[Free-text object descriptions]
____________

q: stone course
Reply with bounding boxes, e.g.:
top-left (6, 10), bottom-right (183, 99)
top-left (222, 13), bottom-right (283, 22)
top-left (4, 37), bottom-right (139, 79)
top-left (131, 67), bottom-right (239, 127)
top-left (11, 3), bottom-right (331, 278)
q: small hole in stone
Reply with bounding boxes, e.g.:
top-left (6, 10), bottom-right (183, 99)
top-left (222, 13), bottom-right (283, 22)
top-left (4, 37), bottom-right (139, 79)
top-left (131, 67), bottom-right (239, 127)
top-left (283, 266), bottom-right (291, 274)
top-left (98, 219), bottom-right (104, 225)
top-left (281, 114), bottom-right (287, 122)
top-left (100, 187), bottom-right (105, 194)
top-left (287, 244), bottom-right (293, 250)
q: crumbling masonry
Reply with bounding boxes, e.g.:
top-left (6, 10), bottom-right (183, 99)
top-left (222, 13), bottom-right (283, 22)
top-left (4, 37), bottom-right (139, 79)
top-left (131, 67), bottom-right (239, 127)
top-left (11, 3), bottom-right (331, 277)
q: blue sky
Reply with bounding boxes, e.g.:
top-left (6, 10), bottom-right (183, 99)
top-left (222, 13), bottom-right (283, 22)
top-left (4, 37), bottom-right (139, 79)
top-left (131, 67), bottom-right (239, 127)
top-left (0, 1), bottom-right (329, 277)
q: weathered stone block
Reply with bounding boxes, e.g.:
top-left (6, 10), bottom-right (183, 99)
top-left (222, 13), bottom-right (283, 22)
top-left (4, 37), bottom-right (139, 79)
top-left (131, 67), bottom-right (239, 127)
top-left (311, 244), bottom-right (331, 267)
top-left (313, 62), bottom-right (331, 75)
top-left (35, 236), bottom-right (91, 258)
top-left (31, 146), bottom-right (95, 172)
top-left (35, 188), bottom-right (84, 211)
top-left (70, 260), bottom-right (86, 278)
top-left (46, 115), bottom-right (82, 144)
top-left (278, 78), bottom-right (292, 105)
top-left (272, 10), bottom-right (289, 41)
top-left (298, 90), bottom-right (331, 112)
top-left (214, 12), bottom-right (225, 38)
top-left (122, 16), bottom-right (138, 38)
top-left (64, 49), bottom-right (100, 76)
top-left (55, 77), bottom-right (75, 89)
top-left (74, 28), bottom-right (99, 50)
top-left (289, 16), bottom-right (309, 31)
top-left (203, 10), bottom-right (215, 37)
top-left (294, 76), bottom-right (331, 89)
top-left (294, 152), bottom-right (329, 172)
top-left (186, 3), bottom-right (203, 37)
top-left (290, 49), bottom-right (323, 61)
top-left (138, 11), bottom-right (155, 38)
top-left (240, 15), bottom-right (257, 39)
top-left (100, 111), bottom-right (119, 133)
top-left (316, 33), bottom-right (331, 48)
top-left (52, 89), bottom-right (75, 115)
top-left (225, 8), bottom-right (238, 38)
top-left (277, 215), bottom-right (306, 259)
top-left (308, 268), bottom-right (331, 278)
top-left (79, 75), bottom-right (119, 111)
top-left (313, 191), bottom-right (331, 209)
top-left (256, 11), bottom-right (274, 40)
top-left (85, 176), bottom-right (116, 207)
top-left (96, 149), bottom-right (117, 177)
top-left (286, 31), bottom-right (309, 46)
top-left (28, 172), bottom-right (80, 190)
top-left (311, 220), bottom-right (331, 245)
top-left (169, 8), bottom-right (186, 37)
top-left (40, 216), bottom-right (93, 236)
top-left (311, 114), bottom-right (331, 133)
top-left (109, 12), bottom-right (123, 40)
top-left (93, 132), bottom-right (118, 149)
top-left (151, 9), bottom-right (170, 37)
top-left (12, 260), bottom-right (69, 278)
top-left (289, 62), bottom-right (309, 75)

____________

WHAT YOU NEED TO DO>
Transcribe all of the records exactly.

YOUR RESPONSE>
q: stone course
Reply with bounding boxes, e.g.:
top-left (6, 10), bottom-right (183, 99)
top-left (222, 13), bottom-right (283, 22)
top-left (4, 37), bottom-right (139, 79)
top-left (131, 67), bottom-right (239, 127)
top-left (11, 3), bottom-right (331, 278)
q: small hole in stone
Reply with bounding boxes, e.g.:
top-left (6, 10), bottom-right (183, 99)
top-left (222, 13), bottom-right (283, 22)
top-left (4, 37), bottom-right (139, 79)
top-left (131, 67), bottom-right (239, 127)
top-left (283, 266), bottom-right (291, 274)
top-left (98, 219), bottom-right (104, 225)
top-left (281, 114), bottom-right (287, 122)
top-left (100, 187), bottom-right (105, 194)
top-left (287, 244), bottom-right (293, 250)
q: crumbling masonry
Reply with bounding boxes, e.g.:
top-left (6, 10), bottom-right (183, 99)
top-left (222, 13), bottom-right (283, 22)
top-left (4, 37), bottom-right (139, 79)
top-left (131, 67), bottom-right (239, 127)
top-left (11, 3), bottom-right (331, 277)
q: blue sky
Reply with bounding boxes, e.g.:
top-left (6, 10), bottom-right (183, 99)
top-left (222, 13), bottom-right (283, 22)
top-left (4, 37), bottom-right (139, 79)
top-left (131, 67), bottom-right (239, 127)
top-left (0, 1), bottom-right (329, 277)
q: weathered stone block
Reply with bounding boxes, e.g.:
top-left (6, 10), bottom-right (183, 99)
top-left (222, 13), bottom-right (283, 22)
top-left (4, 37), bottom-right (139, 79)
top-left (131, 67), bottom-right (239, 127)
top-left (311, 244), bottom-right (331, 267)
top-left (313, 62), bottom-right (331, 75)
top-left (35, 236), bottom-right (91, 258)
top-left (31, 146), bottom-right (95, 172)
top-left (35, 188), bottom-right (84, 211)
top-left (70, 260), bottom-right (86, 278)
top-left (46, 115), bottom-right (82, 144)
top-left (278, 78), bottom-right (292, 105)
top-left (272, 10), bottom-right (289, 41)
top-left (298, 90), bottom-right (331, 112)
top-left (214, 12), bottom-right (225, 38)
top-left (122, 16), bottom-right (138, 38)
top-left (64, 49), bottom-right (100, 76)
top-left (55, 77), bottom-right (75, 89)
top-left (74, 28), bottom-right (99, 50)
top-left (289, 16), bottom-right (309, 31)
top-left (203, 10), bottom-right (215, 37)
top-left (294, 76), bottom-right (331, 89)
top-left (294, 152), bottom-right (329, 172)
top-left (186, 3), bottom-right (203, 37)
top-left (290, 49), bottom-right (323, 61)
top-left (138, 11), bottom-right (155, 38)
top-left (240, 15), bottom-right (257, 39)
top-left (100, 111), bottom-right (119, 133)
top-left (316, 33), bottom-right (331, 48)
top-left (52, 89), bottom-right (75, 115)
top-left (225, 8), bottom-right (238, 38)
top-left (277, 215), bottom-right (306, 259)
top-left (308, 268), bottom-right (331, 278)
top-left (79, 75), bottom-right (119, 111)
top-left (313, 191), bottom-right (331, 209)
top-left (256, 11), bottom-right (274, 40)
top-left (85, 176), bottom-right (116, 207)
top-left (96, 149), bottom-right (117, 177)
top-left (286, 31), bottom-right (309, 46)
top-left (28, 172), bottom-right (80, 190)
top-left (311, 220), bottom-right (331, 245)
top-left (169, 8), bottom-right (186, 37)
top-left (40, 216), bottom-right (93, 236)
top-left (311, 114), bottom-right (331, 133)
top-left (109, 12), bottom-right (123, 40)
top-left (93, 132), bottom-right (118, 149)
top-left (151, 9), bottom-right (170, 37)
top-left (12, 260), bottom-right (69, 278)
top-left (289, 62), bottom-right (309, 75)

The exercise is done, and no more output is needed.